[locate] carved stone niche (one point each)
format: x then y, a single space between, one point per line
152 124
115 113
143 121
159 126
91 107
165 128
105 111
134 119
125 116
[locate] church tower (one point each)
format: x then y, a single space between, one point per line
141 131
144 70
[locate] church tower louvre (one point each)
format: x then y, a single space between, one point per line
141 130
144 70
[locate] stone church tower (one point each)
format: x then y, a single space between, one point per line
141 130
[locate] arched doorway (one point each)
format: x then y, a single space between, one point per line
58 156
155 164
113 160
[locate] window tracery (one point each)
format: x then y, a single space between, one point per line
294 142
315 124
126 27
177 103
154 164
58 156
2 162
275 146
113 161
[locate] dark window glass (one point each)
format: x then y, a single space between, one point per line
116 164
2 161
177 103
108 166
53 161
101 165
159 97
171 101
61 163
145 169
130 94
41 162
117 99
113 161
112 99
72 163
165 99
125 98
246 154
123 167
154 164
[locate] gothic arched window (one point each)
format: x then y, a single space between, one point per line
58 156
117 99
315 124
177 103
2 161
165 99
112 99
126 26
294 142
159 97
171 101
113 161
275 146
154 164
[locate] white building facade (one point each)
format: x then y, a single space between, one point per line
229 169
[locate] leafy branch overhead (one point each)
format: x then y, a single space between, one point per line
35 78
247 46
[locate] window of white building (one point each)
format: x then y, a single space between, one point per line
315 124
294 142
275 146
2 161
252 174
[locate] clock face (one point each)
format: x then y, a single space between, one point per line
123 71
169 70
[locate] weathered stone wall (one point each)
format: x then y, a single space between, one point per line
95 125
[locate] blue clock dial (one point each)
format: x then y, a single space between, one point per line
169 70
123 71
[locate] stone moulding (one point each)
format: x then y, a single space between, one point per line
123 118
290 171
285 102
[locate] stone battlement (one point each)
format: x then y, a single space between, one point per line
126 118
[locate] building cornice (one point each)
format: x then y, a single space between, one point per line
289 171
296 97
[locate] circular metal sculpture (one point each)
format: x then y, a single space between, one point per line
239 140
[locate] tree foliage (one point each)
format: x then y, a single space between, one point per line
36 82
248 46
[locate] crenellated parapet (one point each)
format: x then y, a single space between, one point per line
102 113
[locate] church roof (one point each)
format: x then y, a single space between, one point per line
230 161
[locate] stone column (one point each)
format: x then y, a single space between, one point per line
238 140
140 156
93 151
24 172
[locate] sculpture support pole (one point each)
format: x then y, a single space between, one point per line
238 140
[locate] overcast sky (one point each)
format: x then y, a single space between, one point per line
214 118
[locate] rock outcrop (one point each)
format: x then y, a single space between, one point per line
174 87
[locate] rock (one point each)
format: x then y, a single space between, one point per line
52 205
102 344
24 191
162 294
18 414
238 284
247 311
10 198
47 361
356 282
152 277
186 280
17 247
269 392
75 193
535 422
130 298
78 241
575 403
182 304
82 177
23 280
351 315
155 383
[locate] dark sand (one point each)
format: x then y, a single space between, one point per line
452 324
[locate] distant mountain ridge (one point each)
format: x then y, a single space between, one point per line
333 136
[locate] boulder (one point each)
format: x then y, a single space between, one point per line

═══

BRIEF. Can you update the records above so that every "x then y" becomes "x followed by y", leaving everything else unchanged?

THE RESULT.
[locate] carved stone niche (one point each)
format: x followed by y, a single space between, one point per line
152 124
115 113
143 121
159 126
91 107
165 128
105 111
134 119
125 116
[locate] church tower (one point each)
format: x followed by y, a single space between, one point per line
141 131
144 70
[locate] church tower louvre (one point each)
format: x followed by y, a single space between, one point per line
141 130
144 70
[locate] stone church tower (one point each)
format: x followed by y, a single space between, one point per line
141 130
[locate] arched doorway (one point each)
format: x followed by y, a single space between, one point per line
58 156
155 164
113 160
[locate] window tracery (one point each)
format: x followed by y, a single space between, one point per line
294 142
315 124
126 27
177 103
154 164
58 156
2 162
275 146
113 161
[locate] dark window glass (one point each)
format: x followed by y, a single space between, one point per line
116 164
2 161
177 103
108 166
53 161
101 165
159 97
171 101
61 163
145 169
130 94
41 162
117 99
113 161
112 99
72 163
165 99
125 98
246 154
123 167
154 164
[locate] gothic arched window (one point each)
format: x followed by y, a single space between, one point per line
58 156
117 99
315 124
177 103
2 161
165 99
112 99
126 26
294 142
159 97
171 101
113 161
275 146
154 164
[locate] white building facade (one point each)
format: x followed by y, a single space between, one point per line
229 169
[locate] leafy branch overhead (one point each)
format: x followed by y, a single space between, one point per line
35 78
247 46
[locate] window of white building (one point each)
format: x followed by y, a single space between, one point per line
315 124
294 142
275 146
2 161
252 174
[locate] clock face (one point each)
format: x followed by y, a single space between, one point per line
123 71
169 70
[locate] weathered stone wall (one point each)
format: x followed by y, a single space between, one point per line
95 125
[locate] blue clock dial (one point each)
format: x followed by y, a single space between, one point per line
169 70
123 71
[locate] stone moulding (one point each)
format: x followed by y, a single space between, one point per line
123 118
290 171
285 102
[locate] stone battlement (one point each)
format: x followed by y, a single space between, one point per line
126 118
[locate] building cornice (one point each)
format: x followed by y, a single space between, one point per line
289 171
296 97
[locate] circular metal sculpture (one point each)
format: x followed by y, a single space between, one point per line
239 140
[locate] tree foliage (one point each)
format: x followed by y, a single space between, one point per line
36 82
248 46
[locate] crenellated parapet (one point each)
format: x followed by y, a single space between, one point per line
102 113
[locate] church roof (one point each)
format: x followed by y, a single space between, one point per line
230 161
[locate] stone column (one point each)
format: x followed by y, a single space between, one point per line
238 140
140 156
93 151
24 172
[locate] sculpture support pole (one point each)
format: x followed by y, a single space between, one point per line
238 140
[locate] overcast sky (one point each)
format: x followed by y, a single space between, one point per line
214 118
[locate] rock outcrop (one point each)
format: x followed by y, a single space between, one point per line
174 87
[locate] rock (one point each)
format: x followed by y, a single space between, one point per line
52 205
102 344
24 191
162 294
18 414
238 284
247 311
10 198
47 361
356 282
152 277
186 280
17 247
269 392
75 193
535 422
130 298
78 241
575 403
182 304
82 177
23 280
351 315
155 383
[locate] dark sand (one point each)
format: x followed by y, a single space between, one point per line
452 324
[locate] distant mountain ridge (one point each)
format: x followed by y, a single space between, one point per line
333 136
[locate] boulder (one point each)
format: x followed by y, a single space between, one point per line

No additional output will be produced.